▸ **Problem to work on**:
Rewrite the entries below, substituting "water lily" for every occurrence of "lotus" and leaving everything else unchanged.

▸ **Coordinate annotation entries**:

* * *

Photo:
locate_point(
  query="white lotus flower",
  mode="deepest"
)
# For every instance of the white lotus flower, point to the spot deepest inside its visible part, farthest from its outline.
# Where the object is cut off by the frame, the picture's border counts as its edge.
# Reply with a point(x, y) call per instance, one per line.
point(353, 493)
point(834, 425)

* * *

▸ **Full response**:
Photo:
locate_point(
  query="white water lily flower",
  mode="deepest"
)
# For every instance of the white water lily flower, point to the spot deepest inside its visible part, farthest from its outline.
# Where the object is cut off by the frame, the picture's border counts as its edge.
# Reply with a point(x, y) call per instance, one per line.
point(353, 493)
point(834, 425)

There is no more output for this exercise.